# Tugas A
Tolong temukan semua baris dalam entri di bawah yang memuat kata "black", lalu salin setiap baris itu. Huruf besar dan kecil harus sesuai.

# Bagian Dokumen

- - - -

Sunday, April 26, 2009

Islam dan Muslim Dalam Pandangan Barat

Tragedi 11 september 2001 merupakan skenarioo Barat untuk meyakinkan masyakat dunia bahwa islam yang di tuduhnya selama ini sebagai fundamentalis, ekstrimis, teroris, terbukti adanya. Islam yang anti demokrasi, hak asasi manusia (HAM), liberaslisi, modernisasi, dan tuduhan-tuduhan lainnya menjdi senjata ampuh barat untuk mendeskreditkan islam. Hal itu di sampaikan langsung oleh Josh W. Bush pada 16 september 2001 dalam pidatonya menyakatan bahwa ia merupakan kelanjutan dari perang salib yang perlu di waspadai. Maka label "penjahat" dan " teroris" adalah lebih pantas bagi meraka, kata josh Bush.

Konspirasi Barat bukanlah tidak beralasan. Beberapa alasan munculnya konspirasi itu diantaranya. Pertama, islam politik sebagai tantangan sekaligus pengahlang ruang gerak demokrasi Barat. Pijkan studi kasus revolusi Iran 1979 adalah sebuah gerakan islam politik yang menakutkan Barat. Kedua, peradaban masa depan yang di khawtirkan berada di tangan Islam. Sebagaimana hasil hipotesa tesis Samuuel P. Huntington dalam bukunya, The clahs of civilization Maka perlunya tindakan praktis untuk menghancurkan gerakan Islam secara dini. Ketiga, doktrinitas Islam yang dianggapnya bertentangan dengan logika Barat. Bahakn semenjak munculnya Islam, sudah dianggap musuh baru baru agama yahudi dan Kristen. Perang salib merupakan bukti nyata dari permusuhan itu.

Interpretasi orientalis konfrontasionalis tentang Islam: sang "musuh baru"

Sikap orientalis konfrontasionalis sangat keras terhadap Islam dan Islam politik. mereka lebih melihat bahwa Islam adalah musuh baru yang perlu di musnakan. Sikap toleransi dan demokrasi justru tidak terwujud pada pejabat elitis Barat dalam memberikan kebijakan poltik luar negerinya, khususnya kepada negara-negara Islam yang dianggapnya tidak bersahabat dan mengancam masa depana Amerika dan sekutunya. Pengambilan kebijakan para pejabat elitis Barat khusunya AS atas desakan wacana dan opini yang dibentuk oleh orientalis konfrontasionalis. Mereka senantiasa mendiskripsikan Islam dalam bentuk kejahatan kekerasan, anti demokrsi dan Barat.

Kebanyakan orientalis konfrontasionalis yang sering melabel semua aktivis Islam dengan sebutan "fundamentalis Islam" menganggap bahwa dalam prakteknya, Islam dan demokrasi itu berlawanan.

Para konfrontasionalis berpendapat "kaum fundamentalis Islam" seperti halnya totalirian komunis, sudah terlahir anti demokratis dan sangat anti Barat, dan dalam berbagai hal menjadi Barat sebagai sasaran. Sebagai contoh, Berlard Lewis dan Gilles Kepel menyimpulkan sikap fundamentalis Islam. Bahwa demokrasi liberal tidak selaras dengan fundamentalisme Islam maupun dengan Islam itu seniri.

- - - -

# Daftar Entri
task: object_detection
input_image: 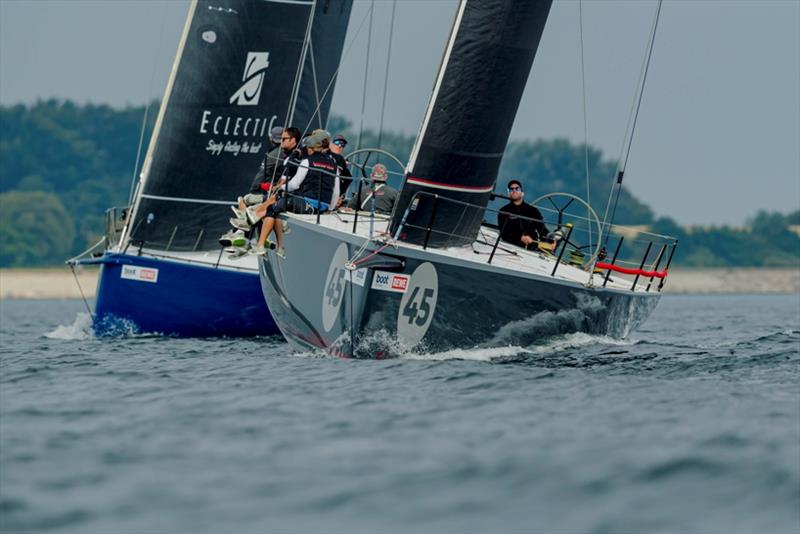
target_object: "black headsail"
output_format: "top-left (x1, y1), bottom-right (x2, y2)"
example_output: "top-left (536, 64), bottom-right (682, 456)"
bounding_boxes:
top-left (123, 0), bottom-right (350, 250)
top-left (391, 0), bottom-right (552, 247)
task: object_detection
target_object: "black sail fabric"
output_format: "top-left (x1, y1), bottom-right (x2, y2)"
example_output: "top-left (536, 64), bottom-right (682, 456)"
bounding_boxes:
top-left (292, 0), bottom-right (353, 130)
top-left (130, 0), bottom-right (313, 250)
top-left (391, 0), bottom-right (552, 247)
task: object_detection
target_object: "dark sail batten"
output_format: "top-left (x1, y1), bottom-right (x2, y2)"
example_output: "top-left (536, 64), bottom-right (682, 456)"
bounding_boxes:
top-left (391, 0), bottom-right (552, 247)
top-left (122, 0), bottom-right (352, 250)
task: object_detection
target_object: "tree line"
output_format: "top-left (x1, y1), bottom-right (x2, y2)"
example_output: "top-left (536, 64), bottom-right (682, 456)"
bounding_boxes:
top-left (0, 100), bottom-right (800, 267)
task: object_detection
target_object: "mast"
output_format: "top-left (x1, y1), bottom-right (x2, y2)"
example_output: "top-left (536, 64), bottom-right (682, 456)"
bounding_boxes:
top-left (391, 0), bottom-right (552, 247)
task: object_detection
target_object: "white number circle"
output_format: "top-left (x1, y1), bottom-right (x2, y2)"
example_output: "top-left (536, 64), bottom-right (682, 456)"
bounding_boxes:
top-left (322, 243), bottom-right (347, 332)
top-left (397, 262), bottom-right (439, 347)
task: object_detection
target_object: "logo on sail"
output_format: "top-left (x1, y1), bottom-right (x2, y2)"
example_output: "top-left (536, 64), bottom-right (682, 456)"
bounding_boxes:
top-left (230, 52), bottom-right (269, 106)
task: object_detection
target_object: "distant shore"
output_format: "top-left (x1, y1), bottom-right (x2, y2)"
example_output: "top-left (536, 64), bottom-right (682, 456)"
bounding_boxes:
top-left (0, 267), bottom-right (800, 299)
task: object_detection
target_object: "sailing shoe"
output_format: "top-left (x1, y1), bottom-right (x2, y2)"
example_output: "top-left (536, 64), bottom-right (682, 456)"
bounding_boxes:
top-left (228, 217), bottom-right (250, 230)
top-left (244, 207), bottom-right (258, 226)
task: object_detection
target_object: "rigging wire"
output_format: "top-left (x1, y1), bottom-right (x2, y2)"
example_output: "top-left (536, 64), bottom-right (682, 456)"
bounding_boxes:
top-left (356, 0), bottom-right (375, 150)
top-left (303, 5), bottom-right (376, 136)
top-left (128, 5), bottom-right (167, 206)
top-left (378, 0), bottom-right (397, 148)
top-left (602, 0), bottom-right (663, 244)
top-left (578, 0), bottom-right (599, 250)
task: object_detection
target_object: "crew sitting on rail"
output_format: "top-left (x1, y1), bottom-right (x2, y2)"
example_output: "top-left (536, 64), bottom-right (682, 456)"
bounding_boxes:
top-left (347, 163), bottom-right (400, 213)
top-left (254, 130), bottom-right (340, 256)
top-left (497, 180), bottom-right (552, 250)
top-left (234, 126), bottom-right (300, 218)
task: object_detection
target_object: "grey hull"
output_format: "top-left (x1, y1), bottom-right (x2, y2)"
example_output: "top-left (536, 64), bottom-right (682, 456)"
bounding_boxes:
top-left (260, 219), bottom-right (659, 357)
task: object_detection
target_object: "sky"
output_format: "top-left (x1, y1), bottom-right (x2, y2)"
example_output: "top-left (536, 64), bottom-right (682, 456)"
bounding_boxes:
top-left (0, 0), bottom-right (800, 225)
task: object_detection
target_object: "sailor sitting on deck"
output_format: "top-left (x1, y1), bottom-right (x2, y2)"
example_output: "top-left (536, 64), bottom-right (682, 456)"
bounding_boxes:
top-left (497, 180), bottom-right (549, 250)
top-left (347, 163), bottom-right (400, 213)
top-left (254, 130), bottom-right (339, 256)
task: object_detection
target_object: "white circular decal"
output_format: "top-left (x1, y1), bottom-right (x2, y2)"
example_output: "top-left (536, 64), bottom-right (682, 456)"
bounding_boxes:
top-left (397, 263), bottom-right (439, 347)
top-left (322, 243), bottom-right (347, 332)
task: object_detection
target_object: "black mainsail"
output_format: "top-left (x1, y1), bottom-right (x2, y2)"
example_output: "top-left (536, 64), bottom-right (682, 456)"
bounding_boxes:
top-left (128, 0), bottom-right (352, 250)
top-left (391, 0), bottom-right (552, 247)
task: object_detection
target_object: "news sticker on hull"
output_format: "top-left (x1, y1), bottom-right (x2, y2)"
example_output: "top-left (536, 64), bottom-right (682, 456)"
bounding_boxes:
top-left (119, 265), bottom-right (158, 284)
top-left (372, 271), bottom-right (409, 293)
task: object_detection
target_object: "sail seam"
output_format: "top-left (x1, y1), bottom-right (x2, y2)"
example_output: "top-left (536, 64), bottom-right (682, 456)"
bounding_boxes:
top-left (406, 0), bottom-right (467, 173)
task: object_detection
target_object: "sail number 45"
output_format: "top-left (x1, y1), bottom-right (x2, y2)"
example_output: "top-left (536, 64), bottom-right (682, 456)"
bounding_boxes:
top-left (325, 268), bottom-right (345, 307)
top-left (403, 287), bottom-right (434, 326)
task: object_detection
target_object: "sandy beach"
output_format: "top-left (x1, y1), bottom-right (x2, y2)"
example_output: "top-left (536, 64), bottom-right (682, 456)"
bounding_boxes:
top-left (0, 267), bottom-right (800, 299)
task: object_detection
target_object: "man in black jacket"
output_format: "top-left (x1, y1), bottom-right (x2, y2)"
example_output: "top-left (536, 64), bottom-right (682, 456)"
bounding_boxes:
top-left (497, 180), bottom-right (549, 250)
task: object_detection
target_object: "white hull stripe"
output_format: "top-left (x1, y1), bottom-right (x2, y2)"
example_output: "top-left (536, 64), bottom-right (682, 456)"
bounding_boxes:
top-left (141, 195), bottom-right (236, 206)
top-left (406, 176), bottom-right (494, 193)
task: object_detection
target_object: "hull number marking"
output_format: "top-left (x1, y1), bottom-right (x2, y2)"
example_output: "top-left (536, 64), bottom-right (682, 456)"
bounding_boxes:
top-left (397, 262), bottom-right (439, 348)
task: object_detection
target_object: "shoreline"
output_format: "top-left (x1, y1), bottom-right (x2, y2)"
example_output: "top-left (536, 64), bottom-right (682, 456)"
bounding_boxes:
top-left (0, 266), bottom-right (800, 300)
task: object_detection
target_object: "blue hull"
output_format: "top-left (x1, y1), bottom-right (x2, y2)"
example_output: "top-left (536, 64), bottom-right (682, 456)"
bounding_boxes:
top-left (87, 254), bottom-right (280, 337)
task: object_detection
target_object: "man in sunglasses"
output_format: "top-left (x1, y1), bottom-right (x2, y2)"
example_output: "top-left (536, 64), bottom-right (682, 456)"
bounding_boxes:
top-left (330, 134), bottom-right (353, 197)
top-left (497, 180), bottom-right (549, 250)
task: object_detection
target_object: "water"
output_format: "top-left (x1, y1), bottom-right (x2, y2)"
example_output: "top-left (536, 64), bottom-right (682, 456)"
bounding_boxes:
top-left (0, 295), bottom-right (800, 534)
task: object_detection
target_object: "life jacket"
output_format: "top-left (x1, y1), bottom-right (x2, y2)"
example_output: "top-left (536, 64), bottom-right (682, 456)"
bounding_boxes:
top-left (300, 152), bottom-right (336, 204)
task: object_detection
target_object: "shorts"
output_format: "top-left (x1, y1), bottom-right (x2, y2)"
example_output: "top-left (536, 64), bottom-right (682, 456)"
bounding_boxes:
top-left (242, 193), bottom-right (266, 206)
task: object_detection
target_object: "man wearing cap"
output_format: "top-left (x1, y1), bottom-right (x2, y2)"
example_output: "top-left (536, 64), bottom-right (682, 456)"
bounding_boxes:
top-left (497, 180), bottom-right (548, 249)
top-left (248, 130), bottom-right (339, 256)
top-left (330, 134), bottom-right (353, 195)
top-left (347, 163), bottom-right (399, 213)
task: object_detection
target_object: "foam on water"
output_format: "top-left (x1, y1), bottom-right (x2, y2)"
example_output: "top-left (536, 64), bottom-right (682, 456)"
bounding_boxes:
top-left (44, 313), bottom-right (94, 340)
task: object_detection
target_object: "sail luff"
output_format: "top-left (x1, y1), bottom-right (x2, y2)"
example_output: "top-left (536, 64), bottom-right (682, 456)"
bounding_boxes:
top-left (406, 0), bottom-right (467, 174)
top-left (119, 0), bottom-right (198, 250)
top-left (119, 0), bottom-right (328, 250)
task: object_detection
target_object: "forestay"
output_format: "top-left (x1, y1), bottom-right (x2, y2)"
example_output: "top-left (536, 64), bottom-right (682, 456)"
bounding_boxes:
top-left (391, 0), bottom-right (552, 247)
top-left (123, 0), bottom-right (351, 250)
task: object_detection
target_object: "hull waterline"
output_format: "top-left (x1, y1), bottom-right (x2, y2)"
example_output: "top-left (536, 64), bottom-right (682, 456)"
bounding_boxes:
top-left (88, 253), bottom-right (279, 337)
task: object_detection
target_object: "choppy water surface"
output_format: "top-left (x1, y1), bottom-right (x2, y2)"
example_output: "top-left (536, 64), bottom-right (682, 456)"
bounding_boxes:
top-left (0, 295), bottom-right (800, 533)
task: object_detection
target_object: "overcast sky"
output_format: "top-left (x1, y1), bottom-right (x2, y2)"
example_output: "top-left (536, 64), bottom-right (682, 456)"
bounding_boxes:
top-left (0, 0), bottom-right (800, 224)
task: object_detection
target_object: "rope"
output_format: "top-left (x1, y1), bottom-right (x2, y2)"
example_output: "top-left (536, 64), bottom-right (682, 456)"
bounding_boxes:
top-left (128, 1), bottom-right (167, 206)
top-left (283, 0), bottom-right (317, 132)
top-left (356, 0), bottom-right (375, 150)
top-left (303, 3), bottom-right (369, 135)
top-left (603, 0), bottom-right (663, 243)
top-left (578, 0), bottom-right (592, 254)
top-left (378, 0), bottom-right (397, 148)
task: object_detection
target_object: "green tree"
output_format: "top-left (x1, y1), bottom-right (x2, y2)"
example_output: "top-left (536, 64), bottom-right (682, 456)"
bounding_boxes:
top-left (0, 191), bottom-right (75, 267)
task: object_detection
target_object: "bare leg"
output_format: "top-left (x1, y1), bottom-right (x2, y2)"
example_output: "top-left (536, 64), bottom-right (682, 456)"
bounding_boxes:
top-left (258, 217), bottom-right (275, 247)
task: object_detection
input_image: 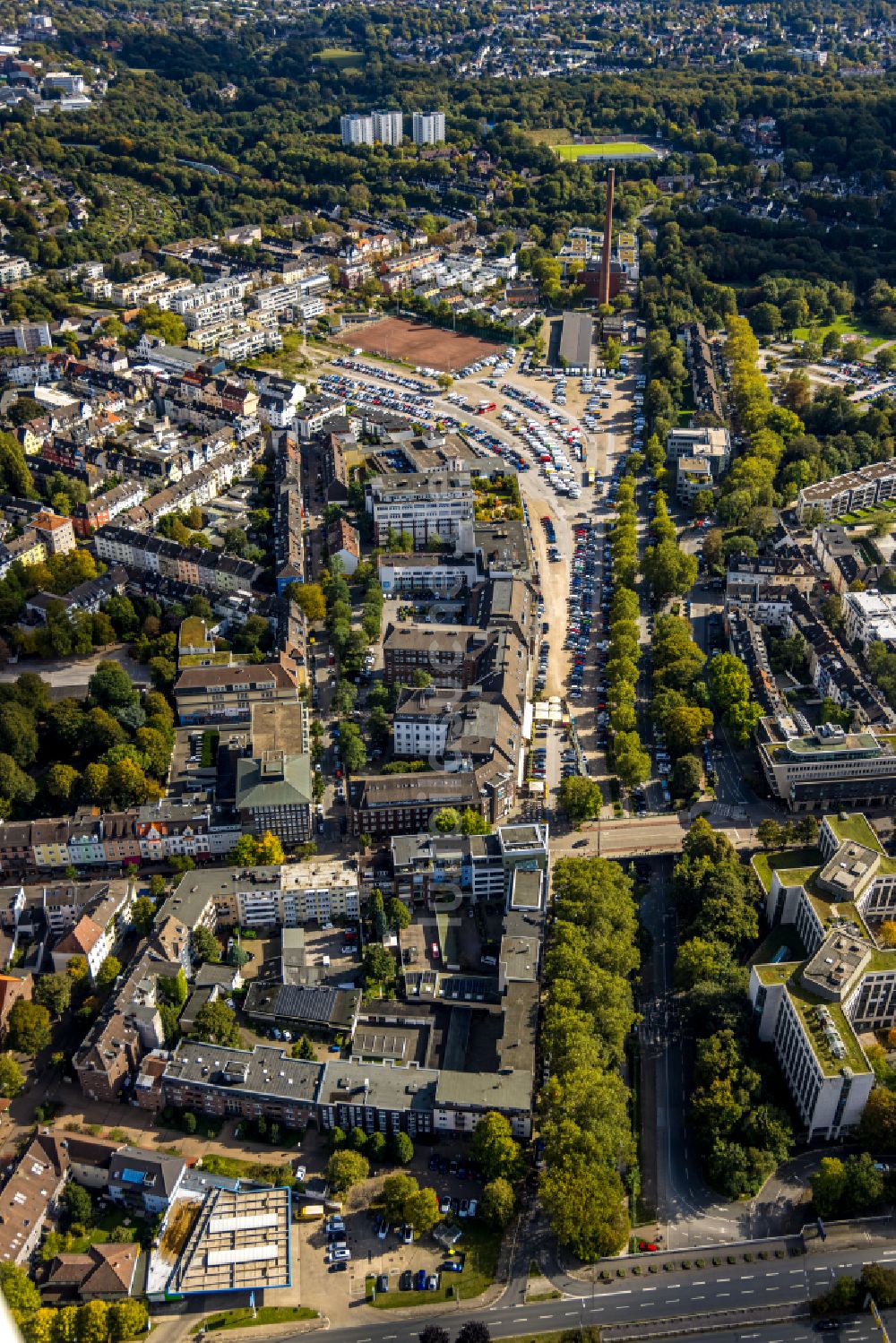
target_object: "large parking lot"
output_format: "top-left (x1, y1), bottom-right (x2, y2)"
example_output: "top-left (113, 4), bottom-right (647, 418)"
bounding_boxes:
top-left (298, 1147), bottom-right (500, 1324)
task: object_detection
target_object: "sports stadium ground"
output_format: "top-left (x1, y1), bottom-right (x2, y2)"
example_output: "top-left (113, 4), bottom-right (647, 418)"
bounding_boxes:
top-left (552, 140), bottom-right (659, 161)
top-left (341, 317), bottom-right (504, 374)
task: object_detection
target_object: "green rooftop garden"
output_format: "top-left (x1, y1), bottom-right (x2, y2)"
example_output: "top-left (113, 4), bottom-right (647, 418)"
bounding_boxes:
top-left (868, 947), bottom-right (896, 971)
top-left (754, 960), bottom-right (802, 987)
top-left (753, 845), bottom-right (823, 891)
top-left (825, 811), bottom-right (882, 853)
top-left (788, 977), bottom-right (869, 1077)
top-left (750, 924), bottom-right (806, 966)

- - - -

# Tugas B
Tulis ulang bagian tulisan tentang Islam dalam pandangan Barat di atas, antara "Konspirasi Barat bukanlah" dan "dari permusuhan itu." (keduanya termasuk), dengan mengganti "peradaban masa depan" menjadi "peradaban mendatang".

# Jawaban Lengkap A
target_object: "black headsail"
target_object: "black sail fabric"
target_object: "black mainsail"
target_object: "man in black jacket"

# Jawaban Lengkap B
Konspirasi Barat bukanlah tidak beralasan. Beberapa alasan munculnya konspirasi itu diantaranya. Pertama, islam politik sebagai tantangan sekaligus pengahlang ruang gerak demokrasi Barat. Pijkan studi kasus revolusi Iran 1979 adalah sebuah gerakan islam politik yang menakutkan Barat. Kedua, peradaban mendatang yang di khawtirkan berada di tangan Islam. Sebagaimana hasil hipotesa tesis Samuuel P. Huntington dalam bukunya, The clahs of civilization Maka perlunya tindakan praktis untuk menghancurkan gerakan Islam secara dini. Ketiga, doktrinitas Islam yang dianggapnya bertentangan dengan logika Barat. Bahakn semenjak munculnya Islam, sudah dianggap musuh baru baru agama yahudi dan Kristen. Perang salib merupakan bukti nyata dari permusuhan itu.